__Your objective__:
Can you copy, word for word, the lines from the one containing "Provide the outline of every instance of the orange" through the one containing "106], [173, 89]]", both included, while leaving the pictures out?
++++ Available records ++++
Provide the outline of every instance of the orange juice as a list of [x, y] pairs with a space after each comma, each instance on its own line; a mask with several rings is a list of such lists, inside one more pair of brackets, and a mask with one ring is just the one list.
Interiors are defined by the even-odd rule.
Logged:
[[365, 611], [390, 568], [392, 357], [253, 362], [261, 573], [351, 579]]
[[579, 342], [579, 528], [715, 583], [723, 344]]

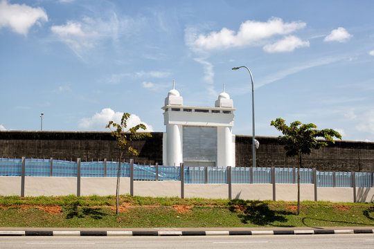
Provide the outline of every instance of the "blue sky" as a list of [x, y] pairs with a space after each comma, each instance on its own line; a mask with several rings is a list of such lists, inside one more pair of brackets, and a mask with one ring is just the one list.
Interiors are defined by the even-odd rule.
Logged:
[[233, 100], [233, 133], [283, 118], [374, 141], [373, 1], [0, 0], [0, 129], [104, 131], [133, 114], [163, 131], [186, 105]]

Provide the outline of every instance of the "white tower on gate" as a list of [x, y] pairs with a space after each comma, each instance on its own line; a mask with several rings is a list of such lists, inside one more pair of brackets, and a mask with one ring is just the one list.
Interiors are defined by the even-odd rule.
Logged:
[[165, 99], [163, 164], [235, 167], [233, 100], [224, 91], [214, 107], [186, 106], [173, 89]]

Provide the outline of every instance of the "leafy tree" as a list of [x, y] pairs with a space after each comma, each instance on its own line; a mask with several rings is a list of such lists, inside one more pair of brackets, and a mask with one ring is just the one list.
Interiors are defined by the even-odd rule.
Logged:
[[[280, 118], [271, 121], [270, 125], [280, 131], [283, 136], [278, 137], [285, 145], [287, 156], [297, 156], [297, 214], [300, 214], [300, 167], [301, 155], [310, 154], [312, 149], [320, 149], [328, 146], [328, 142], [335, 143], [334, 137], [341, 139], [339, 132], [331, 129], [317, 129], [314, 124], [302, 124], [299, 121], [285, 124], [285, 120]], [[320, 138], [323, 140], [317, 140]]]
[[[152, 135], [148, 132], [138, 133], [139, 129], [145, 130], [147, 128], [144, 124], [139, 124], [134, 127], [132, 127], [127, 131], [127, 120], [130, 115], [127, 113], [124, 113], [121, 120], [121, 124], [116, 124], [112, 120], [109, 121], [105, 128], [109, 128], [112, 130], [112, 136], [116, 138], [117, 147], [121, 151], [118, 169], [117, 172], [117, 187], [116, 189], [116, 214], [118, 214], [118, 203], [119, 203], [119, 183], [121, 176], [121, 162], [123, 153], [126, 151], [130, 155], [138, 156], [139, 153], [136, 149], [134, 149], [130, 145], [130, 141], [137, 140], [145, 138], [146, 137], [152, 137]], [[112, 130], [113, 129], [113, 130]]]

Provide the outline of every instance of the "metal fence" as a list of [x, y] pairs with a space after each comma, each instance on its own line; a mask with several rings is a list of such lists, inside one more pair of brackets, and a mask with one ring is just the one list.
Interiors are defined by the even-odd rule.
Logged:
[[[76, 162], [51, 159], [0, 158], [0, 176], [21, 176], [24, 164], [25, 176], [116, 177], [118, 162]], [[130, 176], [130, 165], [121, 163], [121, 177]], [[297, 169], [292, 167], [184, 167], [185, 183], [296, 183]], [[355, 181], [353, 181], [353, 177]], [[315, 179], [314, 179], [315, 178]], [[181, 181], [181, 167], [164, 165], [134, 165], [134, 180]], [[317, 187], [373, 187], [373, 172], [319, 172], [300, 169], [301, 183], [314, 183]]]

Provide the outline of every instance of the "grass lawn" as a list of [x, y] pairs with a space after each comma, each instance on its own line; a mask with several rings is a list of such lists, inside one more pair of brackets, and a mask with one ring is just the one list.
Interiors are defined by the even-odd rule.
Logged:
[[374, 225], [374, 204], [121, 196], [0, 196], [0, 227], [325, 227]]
++++
++++ Available records ++++
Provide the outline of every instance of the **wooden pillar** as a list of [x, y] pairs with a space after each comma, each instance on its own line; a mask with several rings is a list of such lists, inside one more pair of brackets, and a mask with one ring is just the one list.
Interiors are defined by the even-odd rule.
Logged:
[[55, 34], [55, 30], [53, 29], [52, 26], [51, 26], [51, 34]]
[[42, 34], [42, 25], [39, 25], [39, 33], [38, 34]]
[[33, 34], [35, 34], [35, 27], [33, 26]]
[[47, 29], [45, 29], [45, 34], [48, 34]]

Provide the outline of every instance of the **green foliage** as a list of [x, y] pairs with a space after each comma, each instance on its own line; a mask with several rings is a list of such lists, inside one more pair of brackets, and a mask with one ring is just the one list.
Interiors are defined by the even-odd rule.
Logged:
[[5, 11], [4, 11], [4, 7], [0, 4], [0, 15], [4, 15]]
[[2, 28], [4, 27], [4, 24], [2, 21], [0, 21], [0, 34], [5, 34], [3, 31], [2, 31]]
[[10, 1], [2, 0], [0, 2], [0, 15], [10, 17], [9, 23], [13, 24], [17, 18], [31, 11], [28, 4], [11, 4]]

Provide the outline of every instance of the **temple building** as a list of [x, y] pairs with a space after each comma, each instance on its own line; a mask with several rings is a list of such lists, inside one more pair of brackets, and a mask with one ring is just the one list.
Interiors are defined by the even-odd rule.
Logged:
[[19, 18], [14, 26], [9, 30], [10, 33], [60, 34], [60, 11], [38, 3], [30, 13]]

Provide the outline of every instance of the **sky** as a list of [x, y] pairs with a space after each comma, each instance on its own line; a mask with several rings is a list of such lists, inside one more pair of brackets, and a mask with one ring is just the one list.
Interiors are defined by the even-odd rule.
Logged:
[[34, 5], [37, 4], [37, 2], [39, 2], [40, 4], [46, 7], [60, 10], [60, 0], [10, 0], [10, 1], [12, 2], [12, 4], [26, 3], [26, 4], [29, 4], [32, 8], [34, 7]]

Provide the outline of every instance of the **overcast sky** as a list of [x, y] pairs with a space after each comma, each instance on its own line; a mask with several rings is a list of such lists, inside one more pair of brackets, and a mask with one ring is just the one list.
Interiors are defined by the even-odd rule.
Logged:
++++
__Task solution__:
Provide the outline of every instance of the orange juice as a list of [x, y] pairs with a space after each comma, each instance on its own line; a mask with several rings is a list of such lists, inside one more pair of brackets, and a mask with one ring is just the one list.
Interiors are defined by the even-odd rule.
Logged:
[[365, 611], [390, 568], [392, 357], [253, 362], [261, 573], [351, 579]]
[[579, 342], [579, 528], [715, 583], [723, 344]]

Provide the outline of every instance of the "blue sky" as a list of [x, y] pairs with a space after each comma, each instance on its own line; a mask with several rings is a list of such lists, inside one more pair of brackets, and a mask with one ring is just the one list.
Interiors are defined by the even-odd rule.
Logged:
[[233, 100], [233, 133], [283, 118], [374, 141], [373, 1], [0, 0], [0, 129], [104, 131], [133, 114], [163, 131], [186, 105]]

Provide the outline of every instance of the "white tower on gate" as a list of [x, y] pairs with a space after each comma, each instance on its own line; a mask with several rings is a list of such lists, inside one more pair of brackets, and a mask with one ring is just the one list.
Interiors are defined by the even-odd rule.
Logged:
[[165, 99], [163, 164], [235, 167], [233, 100], [224, 91], [214, 107], [186, 106], [173, 89]]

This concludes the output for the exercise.